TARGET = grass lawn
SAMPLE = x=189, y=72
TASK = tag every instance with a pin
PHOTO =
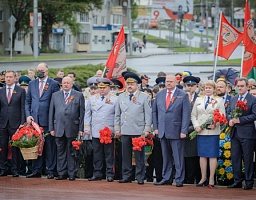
x=164, y=43
x=220, y=62
x=49, y=57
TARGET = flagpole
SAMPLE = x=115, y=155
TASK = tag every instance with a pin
x=242, y=62
x=217, y=50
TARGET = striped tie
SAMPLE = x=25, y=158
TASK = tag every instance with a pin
x=66, y=98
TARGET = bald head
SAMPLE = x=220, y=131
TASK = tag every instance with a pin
x=42, y=71
x=67, y=83
x=99, y=73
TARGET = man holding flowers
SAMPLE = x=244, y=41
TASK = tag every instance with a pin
x=99, y=122
x=37, y=106
x=242, y=114
x=66, y=121
x=12, y=115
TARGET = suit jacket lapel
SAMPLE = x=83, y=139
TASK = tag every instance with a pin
x=37, y=87
x=46, y=86
x=174, y=96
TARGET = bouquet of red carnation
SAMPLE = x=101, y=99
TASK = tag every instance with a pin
x=217, y=118
x=27, y=136
x=240, y=107
x=76, y=144
x=105, y=135
x=139, y=142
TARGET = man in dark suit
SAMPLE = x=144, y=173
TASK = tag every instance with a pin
x=171, y=117
x=66, y=121
x=221, y=86
x=37, y=106
x=12, y=115
x=243, y=135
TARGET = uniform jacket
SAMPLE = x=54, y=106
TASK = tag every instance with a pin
x=67, y=118
x=246, y=128
x=14, y=112
x=99, y=113
x=38, y=107
x=133, y=117
x=175, y=120
x=199, y=114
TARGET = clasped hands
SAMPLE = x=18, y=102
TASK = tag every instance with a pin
x=234, y=121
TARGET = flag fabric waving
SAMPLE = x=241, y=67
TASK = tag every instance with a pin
x=249, y=62
x=249, y=37
x=116, y=63
x=229, y=39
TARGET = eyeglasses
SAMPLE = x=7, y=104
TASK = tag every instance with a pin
x=190, y=85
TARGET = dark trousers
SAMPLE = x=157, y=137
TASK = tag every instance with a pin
x=155, y=162
x=192, y=170
x=127, y=159
x=101, y=153
x=173, y=150
x=88, y=164
x=5, y=136
x=66, y=163
x=49, y=152
x=242, y=147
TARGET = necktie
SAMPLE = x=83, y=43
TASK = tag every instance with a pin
x=9, y=95
x=168, y=99
x=130, y=96
x=41, y=88
x=207, y=102
x=66, y=97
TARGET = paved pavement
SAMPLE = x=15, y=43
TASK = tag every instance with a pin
x=42, y=188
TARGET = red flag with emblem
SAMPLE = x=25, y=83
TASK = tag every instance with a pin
x=249, y=62
x=249, y=37
x=229, y=39
x=116, y=63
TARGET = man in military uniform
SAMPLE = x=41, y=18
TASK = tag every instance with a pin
x=92, y=87
x=116, y=86
x=100, y=112
x=133, y=118
x=192, y=167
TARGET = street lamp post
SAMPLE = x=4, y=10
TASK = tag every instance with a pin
x=35, y=30
x=130, y=26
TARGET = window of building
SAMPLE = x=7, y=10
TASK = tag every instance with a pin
x=103, y=39
x=117, y=19
x=1, y=37
x=69, y=39
x=102, y=20
x=95, y=39
x=20, y=35
x=95, y=19
x=84, y=38
x=1, y=15
x=84, y=17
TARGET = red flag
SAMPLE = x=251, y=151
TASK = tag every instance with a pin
x=116, y=62
x=229, y=39
x=249, y=37
x=248, y=63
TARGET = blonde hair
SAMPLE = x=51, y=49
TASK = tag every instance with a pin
x=212, y=84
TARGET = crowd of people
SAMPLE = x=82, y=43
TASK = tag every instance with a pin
x=172, y=109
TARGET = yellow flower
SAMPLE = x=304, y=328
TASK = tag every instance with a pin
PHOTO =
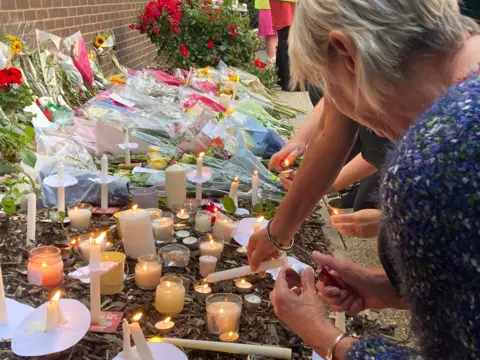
x=16, y=47
x=99, y=41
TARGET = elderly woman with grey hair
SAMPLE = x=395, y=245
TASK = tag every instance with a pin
x=409, y=70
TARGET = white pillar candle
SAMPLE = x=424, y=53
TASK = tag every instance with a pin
x=234, y=190
x=79, y=217
x=137, y=232
x=127, y=345
x=61, y=188
x=212, y=248
x=223, y=316
x=126, y=144
x=31, y=218
x=200, y=164
x=3, y=303
x=162, y=228
x=175, y=185
x=245, y=270
x=143, y=349
x=104, y=187
x=208, y=265
x=254, y=188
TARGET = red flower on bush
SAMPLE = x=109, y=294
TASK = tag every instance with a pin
x=184, y=50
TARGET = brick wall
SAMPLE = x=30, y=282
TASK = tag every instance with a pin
x=64, y=17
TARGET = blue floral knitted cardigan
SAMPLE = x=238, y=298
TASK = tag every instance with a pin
x=431, y=200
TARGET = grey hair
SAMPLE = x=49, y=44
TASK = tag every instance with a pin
x=385, y=33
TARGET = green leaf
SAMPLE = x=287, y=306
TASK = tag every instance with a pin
x=229, y=205
x=9, y=205
x=28, y=157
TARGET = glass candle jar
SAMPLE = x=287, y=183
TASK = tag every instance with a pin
x=203, y=221
x=224, y=227
x=148, y=272
x=170, y=295
x=223, y=313
x=80, y=215
x=45, y=266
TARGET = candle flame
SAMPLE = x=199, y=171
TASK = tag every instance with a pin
x=55, y=297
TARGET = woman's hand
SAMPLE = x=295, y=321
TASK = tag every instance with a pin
x=361, y=287
x=364, y=223
x=291, y=151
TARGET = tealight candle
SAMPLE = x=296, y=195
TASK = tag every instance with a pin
x=203, y=221
x=80, y=215
x=229, y=337
x=163, y=229
x=211, y=246
x=148, y=272
x=208, y=265
x=170, y=295
x=243, y=286
x=165, y=326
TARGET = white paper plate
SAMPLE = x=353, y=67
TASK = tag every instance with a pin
x=16, y=313
x=26, y=342
x=160, y=351
x=245, y=229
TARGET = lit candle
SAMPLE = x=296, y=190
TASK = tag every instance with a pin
x=104, y=187
x=137, y=232
x=162, y=229
x=211, y=247
x=61, y=188
x=229, y=337
x=175, y=185
x=245, y=270
x=52, y=314
x=243, y=286
x=148, y=272
x=208, y=265
x=143, y=349
x=127, y=346
x=223, y=316
x=126, y=144
x=257, y=224
x=165, y=326
x=254, y=188
x=3, y=303
x=31, y=218
x=170, y=295
x=200, y=164
x=80, y=216
x=234, y=190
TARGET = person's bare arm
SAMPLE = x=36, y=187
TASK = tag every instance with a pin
x=327, y=151
x=356, y=170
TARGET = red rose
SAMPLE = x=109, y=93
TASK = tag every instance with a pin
x=184, y=50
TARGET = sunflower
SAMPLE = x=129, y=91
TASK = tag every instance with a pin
x=99, y=41
x=16, y=47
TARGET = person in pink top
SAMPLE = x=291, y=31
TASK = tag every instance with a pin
x=282, y=17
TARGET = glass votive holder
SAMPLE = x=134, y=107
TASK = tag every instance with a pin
x=145, y=198
x=224, y=227
x=170, y=295
x=148, y=272
x=210, y=245
x=175, y=255
x=223, y=313
x=203, y=221
x=80, y=215
x=163, y=228
x=45, y=266
x=112, y=282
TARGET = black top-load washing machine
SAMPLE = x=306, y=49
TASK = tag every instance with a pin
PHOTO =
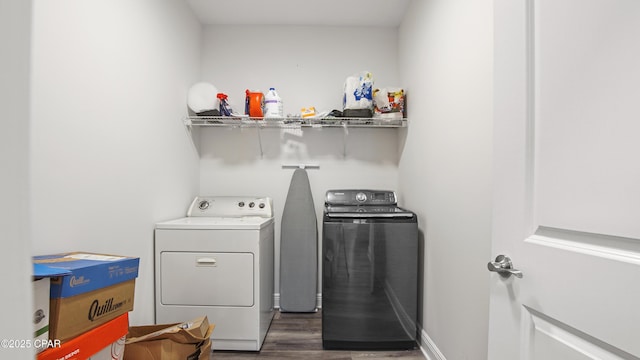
x=370, y=272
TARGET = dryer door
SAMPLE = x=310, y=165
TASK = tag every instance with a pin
x=207, y=278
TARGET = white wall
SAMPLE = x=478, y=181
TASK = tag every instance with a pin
x=308, y=67
x=446, y=64
x=109, y=153
x=15, y=305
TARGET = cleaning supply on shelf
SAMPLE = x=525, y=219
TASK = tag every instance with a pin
x=225, y=108
x=254, y=103
x=273, y=105
x=308, y=112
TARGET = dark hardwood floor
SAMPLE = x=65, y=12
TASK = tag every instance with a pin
x=299, y=336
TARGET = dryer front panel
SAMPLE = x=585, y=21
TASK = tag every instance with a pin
x=207, y=278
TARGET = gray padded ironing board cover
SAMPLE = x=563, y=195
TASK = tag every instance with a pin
x=298, y=247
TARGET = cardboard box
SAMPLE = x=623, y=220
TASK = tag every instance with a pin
x=84, y=272
x=187, y=341
x=75, y=315
x=40, y=313
x=105, y=342
x=87, y=290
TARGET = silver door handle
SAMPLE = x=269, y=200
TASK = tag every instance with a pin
x=504, y=267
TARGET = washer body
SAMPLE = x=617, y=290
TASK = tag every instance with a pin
x=218, y=262
x=369, y=272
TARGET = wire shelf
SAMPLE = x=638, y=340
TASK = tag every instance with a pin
x=290, y=122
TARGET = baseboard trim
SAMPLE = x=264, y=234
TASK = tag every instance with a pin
x=429, y=348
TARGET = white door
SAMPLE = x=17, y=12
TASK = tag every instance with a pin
x=567, y=180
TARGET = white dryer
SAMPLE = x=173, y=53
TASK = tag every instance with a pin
x=218, y=262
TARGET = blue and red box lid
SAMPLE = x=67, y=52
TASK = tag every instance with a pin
x=77, y=273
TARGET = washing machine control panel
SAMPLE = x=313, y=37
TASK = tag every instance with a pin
x=360, y=197
x=230, y=206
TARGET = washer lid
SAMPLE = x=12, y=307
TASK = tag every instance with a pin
x=216, y=223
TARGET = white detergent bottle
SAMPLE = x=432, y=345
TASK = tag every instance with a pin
x=273, y=105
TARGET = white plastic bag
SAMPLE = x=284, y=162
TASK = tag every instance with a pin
x=358, y=91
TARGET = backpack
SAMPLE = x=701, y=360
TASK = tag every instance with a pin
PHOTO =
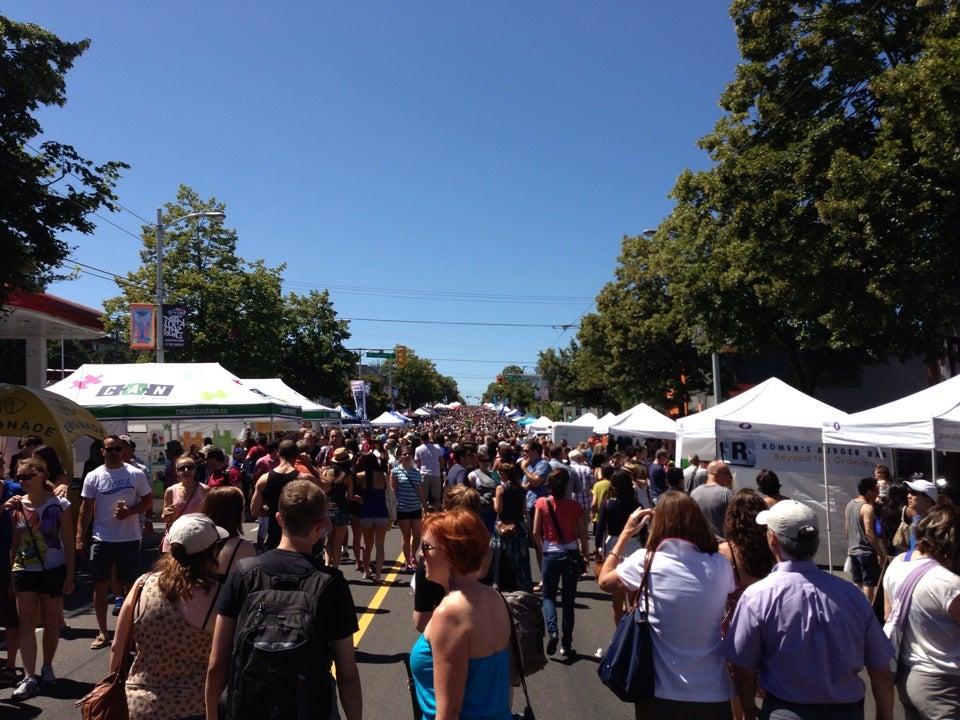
x=527, y=618
x=279, y=661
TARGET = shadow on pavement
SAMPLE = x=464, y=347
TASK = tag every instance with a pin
x=378, y=659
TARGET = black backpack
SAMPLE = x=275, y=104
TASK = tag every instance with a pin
x=280, y=661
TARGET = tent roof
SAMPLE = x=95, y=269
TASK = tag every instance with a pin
x=925, y=420
x=643, y=421
x=603, y=424
x=585, y=420
x=167, y=390
x=386, y=419
x=277, y=388
x=772, y=402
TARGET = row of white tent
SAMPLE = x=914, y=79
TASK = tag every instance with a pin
x=817, y=450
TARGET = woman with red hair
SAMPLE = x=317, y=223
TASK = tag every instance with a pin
x=461, y=663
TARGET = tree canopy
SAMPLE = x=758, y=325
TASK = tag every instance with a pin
x=237, y=313
x=51, y=189
x=826, y=227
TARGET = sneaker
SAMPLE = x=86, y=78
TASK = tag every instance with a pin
x=28, y=688
x=552, y=644
x=46, y=675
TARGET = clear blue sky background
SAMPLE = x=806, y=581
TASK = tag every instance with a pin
x=471, y=147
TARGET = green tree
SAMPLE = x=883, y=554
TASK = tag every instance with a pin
x=236, y=310
x=54, y=190
x=513, y=390
x=419, y=382
x=812, y=231
x=312, y=357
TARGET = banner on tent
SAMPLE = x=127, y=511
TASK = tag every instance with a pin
x=791, y=449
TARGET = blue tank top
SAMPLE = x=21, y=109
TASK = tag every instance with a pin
x=487, y=694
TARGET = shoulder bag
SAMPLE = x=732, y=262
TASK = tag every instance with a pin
x=108, y=699
x=575, y=557
x=627, y=666
x=900, y=611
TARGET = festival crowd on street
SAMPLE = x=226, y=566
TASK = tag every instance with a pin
x=717, y=607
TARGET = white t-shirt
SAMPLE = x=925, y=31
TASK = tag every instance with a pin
x=105, y=487
x=688, y=594
x=931, y=642
x=427, y=459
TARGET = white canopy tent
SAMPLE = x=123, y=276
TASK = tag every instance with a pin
x=277, y=388
x=927, y=420
x=775, y=426
x=387, y=419
x=541, y=423
x=643, y=421
x=603, y=424
x=585, y=420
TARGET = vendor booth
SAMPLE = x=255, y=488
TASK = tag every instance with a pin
x=775, y=426
x=158, y=402
x=59, y=422
x=643, y=421
x=278, y=389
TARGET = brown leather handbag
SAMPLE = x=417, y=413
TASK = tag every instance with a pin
x=108, y=699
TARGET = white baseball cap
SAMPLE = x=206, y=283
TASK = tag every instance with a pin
x=196, y=532
x=923, y=487
x=790, y=519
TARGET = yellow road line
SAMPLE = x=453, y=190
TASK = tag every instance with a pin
x=371, y=612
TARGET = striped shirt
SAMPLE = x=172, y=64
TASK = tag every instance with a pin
x=408, y=497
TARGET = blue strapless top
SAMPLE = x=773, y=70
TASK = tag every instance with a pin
x=487, y=694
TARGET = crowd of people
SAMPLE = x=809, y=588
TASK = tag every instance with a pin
x=743, y=620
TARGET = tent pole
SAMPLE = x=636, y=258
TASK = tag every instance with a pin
x=826, y=497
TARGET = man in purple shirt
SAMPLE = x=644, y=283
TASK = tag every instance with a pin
x=809, y=633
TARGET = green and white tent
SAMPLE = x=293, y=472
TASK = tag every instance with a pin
x=187, y=391
x=278, y=389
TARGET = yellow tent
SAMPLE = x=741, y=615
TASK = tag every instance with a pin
x=53, y=418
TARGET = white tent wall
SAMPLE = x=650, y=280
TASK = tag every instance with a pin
x=796, y=456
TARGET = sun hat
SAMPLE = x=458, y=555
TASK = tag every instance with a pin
x=790, y=518
x=923, y=487
x=195, y=532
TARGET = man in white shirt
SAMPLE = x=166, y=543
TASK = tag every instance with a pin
x=427, y=459
x=113, y=497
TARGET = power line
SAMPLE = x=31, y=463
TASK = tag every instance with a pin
x=554, y=326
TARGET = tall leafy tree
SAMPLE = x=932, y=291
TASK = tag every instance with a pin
x=774, y=247
x=50, y=191
x=312, y=356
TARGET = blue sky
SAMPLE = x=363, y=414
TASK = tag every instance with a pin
x=494, y=148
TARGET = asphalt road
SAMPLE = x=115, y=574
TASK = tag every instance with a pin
x=564, y=689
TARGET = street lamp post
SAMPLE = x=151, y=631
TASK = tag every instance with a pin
x=160, y=229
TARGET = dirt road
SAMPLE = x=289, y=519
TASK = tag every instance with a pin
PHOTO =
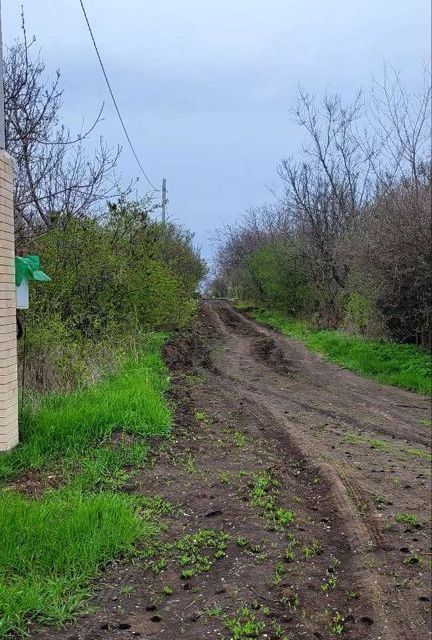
x=313, y=482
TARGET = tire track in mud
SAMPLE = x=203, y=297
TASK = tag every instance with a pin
x=365, y=534
x=246, y=407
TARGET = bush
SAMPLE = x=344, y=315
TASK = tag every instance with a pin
x=112, y=280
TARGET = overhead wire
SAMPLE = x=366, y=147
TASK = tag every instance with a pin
x=122, y=122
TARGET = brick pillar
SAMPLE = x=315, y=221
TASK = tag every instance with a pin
x=8, y=347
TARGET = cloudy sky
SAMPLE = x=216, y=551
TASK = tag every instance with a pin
x=206, y=87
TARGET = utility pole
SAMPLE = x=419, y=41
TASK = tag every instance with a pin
x=164, y=201
x=8, y=345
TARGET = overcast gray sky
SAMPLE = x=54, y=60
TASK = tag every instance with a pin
x=206, y=87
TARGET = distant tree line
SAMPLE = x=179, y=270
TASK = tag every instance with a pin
x=117, y=273
x=348, y=243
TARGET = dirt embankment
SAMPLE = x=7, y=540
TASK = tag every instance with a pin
x=301, y=501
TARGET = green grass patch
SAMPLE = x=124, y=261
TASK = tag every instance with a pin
x=51, y=550
x=64, y=426
x=401, y=365
x=53, y=547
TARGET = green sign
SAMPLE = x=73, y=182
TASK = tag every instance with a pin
x=28, y=269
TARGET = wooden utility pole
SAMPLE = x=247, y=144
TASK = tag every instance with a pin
x=164, y=201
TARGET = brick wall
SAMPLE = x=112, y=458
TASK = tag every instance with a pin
x=8, y=349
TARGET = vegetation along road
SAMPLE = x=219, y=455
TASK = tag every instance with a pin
x=293, y=498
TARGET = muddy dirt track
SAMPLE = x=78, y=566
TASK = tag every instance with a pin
x=302, y=471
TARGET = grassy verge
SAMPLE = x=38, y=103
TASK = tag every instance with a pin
x=53, y=546
x=400, y=365
x=66, y=426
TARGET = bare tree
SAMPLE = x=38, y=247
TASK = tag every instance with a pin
x=54, y=174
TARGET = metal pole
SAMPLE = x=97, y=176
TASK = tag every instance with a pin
x=164, y=201
x=2, y=118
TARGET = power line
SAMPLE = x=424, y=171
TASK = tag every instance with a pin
x=113, y=97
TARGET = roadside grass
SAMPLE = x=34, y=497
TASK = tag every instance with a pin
x=55, y=545
x=52, y=548
x=400, y=365
x=61, y=427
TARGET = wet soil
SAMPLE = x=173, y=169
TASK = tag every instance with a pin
x=303, y=470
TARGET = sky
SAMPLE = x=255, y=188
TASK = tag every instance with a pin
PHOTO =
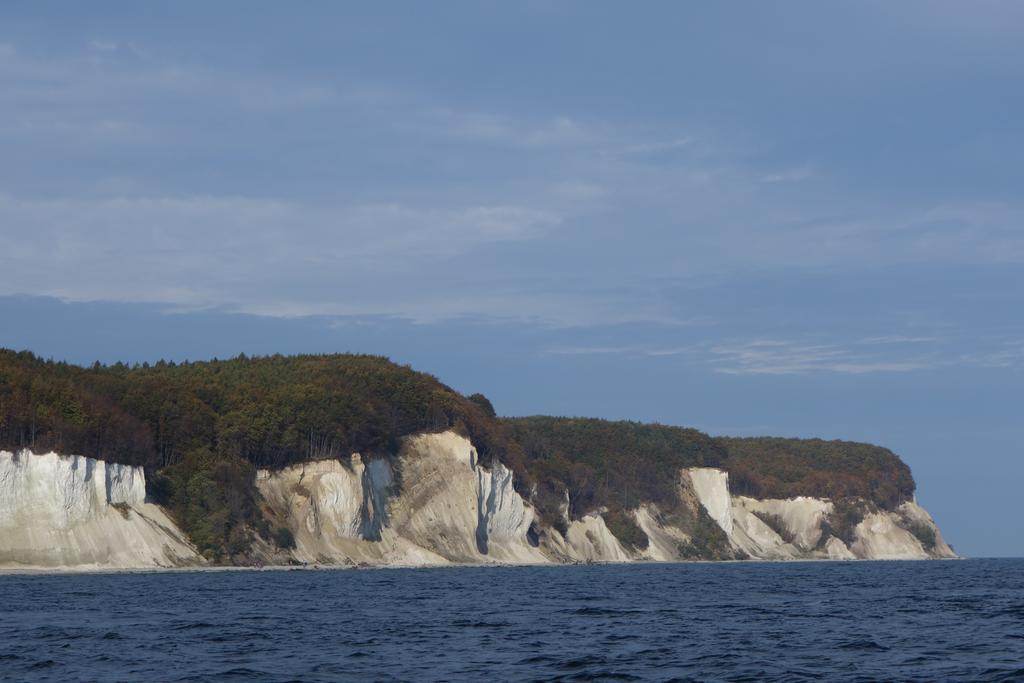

### WHAT THE TASK ASKS:
Check each line of the records for the word "backpack", and show the lines that contain it.

### TASK OUTPUT:
TARGET = backpack
TARGET = black backpack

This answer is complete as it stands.